===== EXTRACTED TEXT

Sadness and anger in response to mass shootings
Sadness and anger in response to mass shootings
A three-part series on how to work with disturbing emotions after mass violence. These talks were given after the back-to-back shootings that occurred at the screening of a Batman movie in Aurora, Colorado on July 20, 2012 and at a Sikh temple in Oak Creek, Wisconsin on August 5, 2012.
- Certain emotions in particular come up in response to mass violence
- Sadness is natural and appropriate
- Remember that we are also sentient beings with uncontrolled minds
- The many people we can be angry at in this situation
- Taking-and-giving meditation and generating compassion
We received a request from somebody who watches Bodhisattva’s Breakfast Corner if I would speak a little bit about how to handle the emotions that come up in response to the mass shootings that have been happening. Because in addition to the one in the Colorado theater, then a few days ago there was one racist neo-Nazi guy who killed six people in a Sikh temple outside of Milwaukee.
So, I think everybody’s kind of reeling from having two things so close together, as well as just the simple fact that this country seems to have mass shootings on quite a regular basis. And so a lot of emotions come up.
The specific emotions that come up in response
So, in thinking about it I was thinking of four specific emotions. One might be sadness. Another one, anger. Another one, fear. And then maybe it all fading into apathetic-kind-of-resignation about the situation. And so how to work with these different emotions in a Dharma way so that instead of getting discouraged and cynical, or apathetic, we can keep our hearts open and response in a way where we’re able to keep our optimism and also be able to keep benefiting others.

==========

• _WHAT YOU WILL DO_: Retype the text on responding to mass shootings from "The specific emotions" up to and including "keep benefiting others.", keeping every word unchanged.

===== ENTRIES

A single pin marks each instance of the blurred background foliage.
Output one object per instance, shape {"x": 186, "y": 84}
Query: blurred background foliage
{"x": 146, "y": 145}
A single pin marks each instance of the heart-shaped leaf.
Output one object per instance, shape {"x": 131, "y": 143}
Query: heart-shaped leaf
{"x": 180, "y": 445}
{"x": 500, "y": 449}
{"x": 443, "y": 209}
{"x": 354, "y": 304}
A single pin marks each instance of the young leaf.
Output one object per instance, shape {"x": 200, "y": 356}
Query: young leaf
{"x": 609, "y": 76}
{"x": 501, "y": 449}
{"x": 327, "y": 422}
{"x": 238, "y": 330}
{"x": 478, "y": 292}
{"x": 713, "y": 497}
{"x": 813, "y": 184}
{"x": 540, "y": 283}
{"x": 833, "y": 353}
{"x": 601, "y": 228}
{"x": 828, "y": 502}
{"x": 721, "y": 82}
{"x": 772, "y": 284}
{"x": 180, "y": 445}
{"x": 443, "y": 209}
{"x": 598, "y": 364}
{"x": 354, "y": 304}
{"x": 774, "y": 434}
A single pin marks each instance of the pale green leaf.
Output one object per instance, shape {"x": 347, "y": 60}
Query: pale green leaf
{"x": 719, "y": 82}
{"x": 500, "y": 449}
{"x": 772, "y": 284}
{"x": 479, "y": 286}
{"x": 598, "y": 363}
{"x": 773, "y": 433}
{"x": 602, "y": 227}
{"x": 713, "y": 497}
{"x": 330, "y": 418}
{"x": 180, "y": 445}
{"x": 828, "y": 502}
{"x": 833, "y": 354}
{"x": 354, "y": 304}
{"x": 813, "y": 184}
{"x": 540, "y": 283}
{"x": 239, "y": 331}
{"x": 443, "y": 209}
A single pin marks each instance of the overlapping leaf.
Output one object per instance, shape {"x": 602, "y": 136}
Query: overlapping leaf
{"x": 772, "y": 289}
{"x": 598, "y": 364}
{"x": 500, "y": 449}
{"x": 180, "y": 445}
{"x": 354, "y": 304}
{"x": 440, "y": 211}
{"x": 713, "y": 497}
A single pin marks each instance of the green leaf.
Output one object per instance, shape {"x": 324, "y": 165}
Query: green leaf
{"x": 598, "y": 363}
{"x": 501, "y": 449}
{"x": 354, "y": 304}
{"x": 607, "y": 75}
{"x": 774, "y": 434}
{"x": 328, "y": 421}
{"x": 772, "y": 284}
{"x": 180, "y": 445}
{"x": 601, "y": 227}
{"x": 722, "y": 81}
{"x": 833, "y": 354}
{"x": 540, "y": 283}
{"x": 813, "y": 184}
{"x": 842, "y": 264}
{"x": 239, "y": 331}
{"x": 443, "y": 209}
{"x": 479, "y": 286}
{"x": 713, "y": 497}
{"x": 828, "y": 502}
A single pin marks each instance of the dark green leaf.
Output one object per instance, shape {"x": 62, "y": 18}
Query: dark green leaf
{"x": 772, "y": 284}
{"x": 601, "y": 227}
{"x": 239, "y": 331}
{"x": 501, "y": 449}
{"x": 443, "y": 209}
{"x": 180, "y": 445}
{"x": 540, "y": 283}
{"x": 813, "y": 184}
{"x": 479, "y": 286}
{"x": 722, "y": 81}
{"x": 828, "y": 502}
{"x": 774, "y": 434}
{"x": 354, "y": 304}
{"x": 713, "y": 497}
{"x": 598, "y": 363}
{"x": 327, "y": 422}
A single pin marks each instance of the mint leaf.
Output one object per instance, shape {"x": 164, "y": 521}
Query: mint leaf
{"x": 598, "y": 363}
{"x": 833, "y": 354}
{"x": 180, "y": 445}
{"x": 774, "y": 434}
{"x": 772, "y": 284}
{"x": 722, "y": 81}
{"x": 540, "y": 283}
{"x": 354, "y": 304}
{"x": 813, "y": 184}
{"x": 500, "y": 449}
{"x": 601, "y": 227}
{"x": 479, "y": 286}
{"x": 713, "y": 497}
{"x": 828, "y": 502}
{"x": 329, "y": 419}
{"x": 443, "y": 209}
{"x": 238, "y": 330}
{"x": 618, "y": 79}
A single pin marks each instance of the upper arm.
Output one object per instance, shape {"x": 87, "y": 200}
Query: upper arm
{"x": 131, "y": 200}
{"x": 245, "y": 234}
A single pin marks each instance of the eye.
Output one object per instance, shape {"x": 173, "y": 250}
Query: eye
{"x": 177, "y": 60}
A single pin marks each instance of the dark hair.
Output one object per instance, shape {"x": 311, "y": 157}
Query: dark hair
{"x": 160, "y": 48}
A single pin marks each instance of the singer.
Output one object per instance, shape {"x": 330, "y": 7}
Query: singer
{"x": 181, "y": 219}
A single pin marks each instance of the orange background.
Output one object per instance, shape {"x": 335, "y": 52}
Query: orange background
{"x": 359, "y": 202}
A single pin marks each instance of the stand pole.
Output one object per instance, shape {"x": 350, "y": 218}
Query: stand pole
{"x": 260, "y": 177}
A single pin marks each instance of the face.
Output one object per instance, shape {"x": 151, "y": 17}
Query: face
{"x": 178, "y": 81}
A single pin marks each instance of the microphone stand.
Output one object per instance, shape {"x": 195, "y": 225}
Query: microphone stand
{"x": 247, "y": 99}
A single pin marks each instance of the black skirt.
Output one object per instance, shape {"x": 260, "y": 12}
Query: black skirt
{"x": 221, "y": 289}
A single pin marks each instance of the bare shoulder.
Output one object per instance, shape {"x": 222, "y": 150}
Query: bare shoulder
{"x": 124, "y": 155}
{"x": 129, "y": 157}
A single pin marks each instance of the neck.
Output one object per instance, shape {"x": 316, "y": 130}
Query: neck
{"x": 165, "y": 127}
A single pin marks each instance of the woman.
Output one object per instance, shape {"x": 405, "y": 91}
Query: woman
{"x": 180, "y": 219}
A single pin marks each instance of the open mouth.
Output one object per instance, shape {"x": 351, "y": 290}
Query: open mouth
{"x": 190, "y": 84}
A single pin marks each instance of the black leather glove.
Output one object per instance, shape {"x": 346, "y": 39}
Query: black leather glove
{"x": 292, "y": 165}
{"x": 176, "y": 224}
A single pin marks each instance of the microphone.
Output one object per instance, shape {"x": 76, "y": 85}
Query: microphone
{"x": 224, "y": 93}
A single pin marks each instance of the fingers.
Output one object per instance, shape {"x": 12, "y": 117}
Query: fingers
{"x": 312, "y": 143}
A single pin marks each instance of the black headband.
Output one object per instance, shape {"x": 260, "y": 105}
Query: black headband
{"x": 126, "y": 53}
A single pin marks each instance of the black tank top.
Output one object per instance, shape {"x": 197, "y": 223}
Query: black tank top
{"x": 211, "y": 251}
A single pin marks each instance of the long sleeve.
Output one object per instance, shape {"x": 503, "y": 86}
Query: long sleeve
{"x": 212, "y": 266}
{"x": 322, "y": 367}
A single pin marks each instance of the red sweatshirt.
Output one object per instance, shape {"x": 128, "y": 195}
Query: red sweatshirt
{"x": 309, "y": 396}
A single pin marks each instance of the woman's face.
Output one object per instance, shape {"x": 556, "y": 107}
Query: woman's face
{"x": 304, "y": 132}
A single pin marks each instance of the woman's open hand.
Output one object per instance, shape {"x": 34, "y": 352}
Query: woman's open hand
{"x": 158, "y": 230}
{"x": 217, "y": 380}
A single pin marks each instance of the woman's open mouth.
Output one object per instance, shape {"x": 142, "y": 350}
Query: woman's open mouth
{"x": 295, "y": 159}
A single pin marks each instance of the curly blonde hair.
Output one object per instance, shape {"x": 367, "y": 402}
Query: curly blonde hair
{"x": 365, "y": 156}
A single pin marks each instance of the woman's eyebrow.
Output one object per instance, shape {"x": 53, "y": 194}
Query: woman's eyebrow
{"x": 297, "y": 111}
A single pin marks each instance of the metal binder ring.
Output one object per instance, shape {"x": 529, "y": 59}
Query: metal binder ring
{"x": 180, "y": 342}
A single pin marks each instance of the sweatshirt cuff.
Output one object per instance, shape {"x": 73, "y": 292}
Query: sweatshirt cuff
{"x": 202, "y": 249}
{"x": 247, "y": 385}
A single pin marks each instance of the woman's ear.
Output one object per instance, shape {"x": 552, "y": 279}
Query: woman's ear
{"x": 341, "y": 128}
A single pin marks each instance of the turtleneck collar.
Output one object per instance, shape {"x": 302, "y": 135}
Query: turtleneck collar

==========

• _PROBLEM SOLUTION_:
The specific emotions that come up in response
So, in thinking about it I was thinking of four specific emotions. One might be sadness. Another one, anger. Another one, fear. And then maybe it all fading into apathetic-kind-of-resignation about the situation. And so how to work with these different emotions in a Dharma way so that instead of getting discouraged and cynical, or apathetic, we can keep our hearts open and response in a way where we’re able to keep our optimism and also be able to keep benefiting others.